(Prompt)
Everything in the data that follows should be given again verbatim, except the images.
Listed records START
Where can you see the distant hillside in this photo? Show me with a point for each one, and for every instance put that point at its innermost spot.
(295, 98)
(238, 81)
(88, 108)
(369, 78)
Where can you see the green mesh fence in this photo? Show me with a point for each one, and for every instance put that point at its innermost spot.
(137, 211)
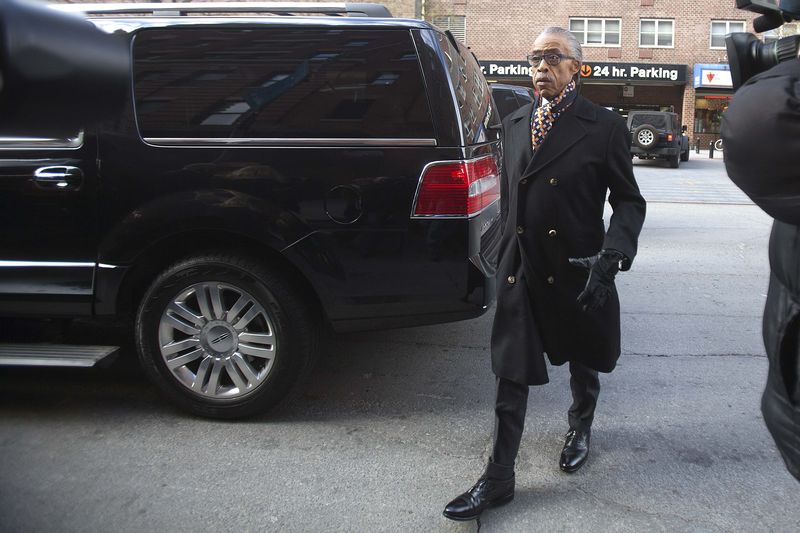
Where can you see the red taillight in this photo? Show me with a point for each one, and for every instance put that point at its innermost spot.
Listed records END
(Solution)
Where can you see the distant hillside in this photo? Show me with a point for each one, and for every instance put that point at its innermost spot.
(295, 98)
(238, 81)
(88, 108)
(369, 78)
Where can you see the green mesh fence in this photo? Show me with a point for each one, and for every instance put that point at its innermost spot.
(137, 211)
Where can you see the red taillight in this photo? Show me with a point for each one, and for every instance put that point at its innermost spot.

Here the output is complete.